▸ GIVEN REQUEST A: Which lines in the records below contain the string "texture"? Pick out and copy each one, treating the match as case-sensitive.

In this case, resolving whether immunity applies depends on the outcome of issues that involve unresolved questions of fact. The record needs to be fully developed in a trial and the fact issues resolved before we could decide whether derivative governmental immunity applies to the suit. We decline the companies' request to issue an advisory opinion because the outcome of the legal issue the trial court identified depends on the manner the jury resolves the disputed facts.

We hold the companies' request to appeal does not involve a controlling question of law on which there is a substantial difference of opinion. We further hold that issuing an opinion on this record would be premature because it would not lead to an order that would likely terminate the Pages' lawsuit or allow the trial court to finally resolve any of the issues without conducting a trial.

Because the companies have not shown they met the dual prongs required to grant permission to appeal from the orders denying their pleas, we deny their request for permission to appeal.

PETITION DENIED.

▸ GIVEN REQUEST B: Could you restate the court opinion excerpt above, beginning at the words "In this case, resolving" and stopping after "conducting a trial.", with "trial court" substituted by "district court" wherever it occurs?

▸ DATA FOR PROCESSING:
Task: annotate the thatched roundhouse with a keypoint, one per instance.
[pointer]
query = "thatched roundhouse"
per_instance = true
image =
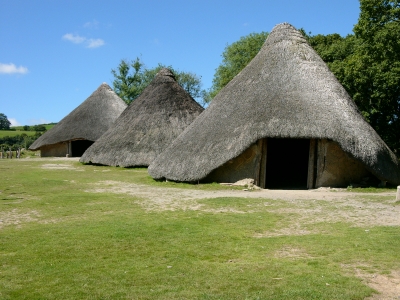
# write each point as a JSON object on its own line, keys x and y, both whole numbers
{"x": 83, "y": 126}
{"x": 147, "y": 126}
{"x": 284, "y": 121}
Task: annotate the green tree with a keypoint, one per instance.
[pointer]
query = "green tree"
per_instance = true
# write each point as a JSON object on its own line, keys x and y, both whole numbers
{"x": 234, "y": 58}
{"x": 373, "y": 71}
{"x": 131, "y": 78}
{"x": 4, "y": 122}
{"x": 128, "y": 79}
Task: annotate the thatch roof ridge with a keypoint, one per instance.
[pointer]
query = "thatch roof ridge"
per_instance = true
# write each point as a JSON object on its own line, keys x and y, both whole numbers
{"x": 147, "y": 126}
{"x": 285, "y": 91}
{"x": 87, "y": 121}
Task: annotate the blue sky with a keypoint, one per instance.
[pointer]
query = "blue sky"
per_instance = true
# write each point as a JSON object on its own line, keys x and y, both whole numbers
{"x": 55, "y": 53}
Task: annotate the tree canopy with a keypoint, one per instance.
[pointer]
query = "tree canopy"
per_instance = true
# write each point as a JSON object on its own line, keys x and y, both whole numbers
{"x": 366, "y": 63}
{"x": 234, "y": 58}
{"x": 131, "y": 78}
{"x": 4, "y": 122}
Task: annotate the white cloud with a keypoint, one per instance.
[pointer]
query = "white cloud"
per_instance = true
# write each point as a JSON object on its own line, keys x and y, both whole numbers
{"x": 92, "y": 25}
{"x": 11, "y": 69}
{"x": 14, "y": 122}
{"x": 37, "y": 121}
{"x": 89, "y": 43}
{"x": 76, "y": 39}
{"x": 94, "y": 43}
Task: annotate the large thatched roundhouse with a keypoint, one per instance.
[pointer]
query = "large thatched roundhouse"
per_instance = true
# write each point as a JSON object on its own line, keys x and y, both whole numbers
{"x": 147, "y": 126}
{"x": 83, "y": 126}
{"x": 284, "y": 121}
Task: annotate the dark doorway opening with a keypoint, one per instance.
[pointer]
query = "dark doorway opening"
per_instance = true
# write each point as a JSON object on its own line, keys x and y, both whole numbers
{"x": 287, "y": 163}
{"x": 79, "y": 147}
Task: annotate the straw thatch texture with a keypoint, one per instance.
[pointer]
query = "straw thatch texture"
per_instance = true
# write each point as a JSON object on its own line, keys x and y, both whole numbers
{"x": 88, "y": 121}
{"x": 147, "y": 126}
{"x": 286, "y": 91}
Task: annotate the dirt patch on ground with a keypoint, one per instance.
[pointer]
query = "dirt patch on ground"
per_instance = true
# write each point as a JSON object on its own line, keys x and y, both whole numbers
{"x": 15, "y": 217}
{"x": 312, "y": 206}
{"x": 61, "y": 167}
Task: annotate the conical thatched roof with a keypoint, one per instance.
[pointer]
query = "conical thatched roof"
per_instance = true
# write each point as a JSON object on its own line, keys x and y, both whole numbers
{"x": 88, "y": 121}
{"x": 147, "y": 126}
{"x": 286, "y": 91}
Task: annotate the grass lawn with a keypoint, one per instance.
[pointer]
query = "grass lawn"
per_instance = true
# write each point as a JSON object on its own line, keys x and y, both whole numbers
{"x": 73, "y": 231}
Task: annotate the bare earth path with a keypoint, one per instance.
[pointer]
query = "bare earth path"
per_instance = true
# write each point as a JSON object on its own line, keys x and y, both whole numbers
{"x": 364, "y": 210}
{"x": 311, "y": 207}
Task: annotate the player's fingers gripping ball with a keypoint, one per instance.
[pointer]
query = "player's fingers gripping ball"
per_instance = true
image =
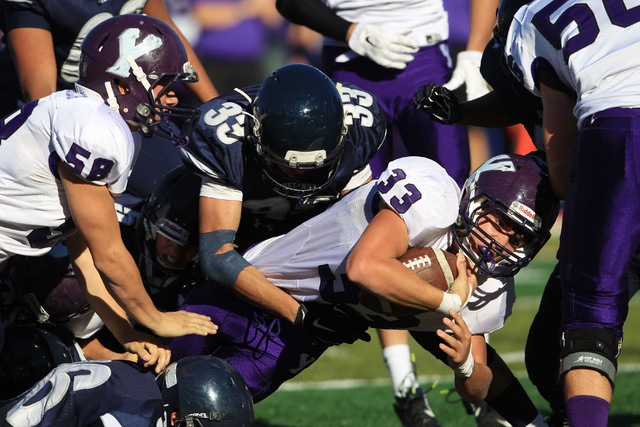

▸ FULL OUTPUT A:
Task: annotate the straw thatch texture with a keypoint, one per instance.
query = "straw thatch texture"

▸ FULL OUTPUT B:
In this case, resolving whether immunity applies depends on the outcome of issues that involve unresolved questions of fact. The record needs to be fully developed in a trial and the fact issues resolved before we could decide whether derivative governmental immunity applies to the suit. We decline the companies' request to issue an advisory opinion because the outcome of the legal issue the district court identified depends on the manner the jury resolves the disputed facts.

We hold the companies' request to appeal does not involve a controlling question of law on which there is a substantial difference of opinion. We further hold that issuing an opinion on this record would be premature because it would not lead to an order that would likely terminate the Pages' lawsuit or allow the district court to finally resolve any of the issues without conducting a trial.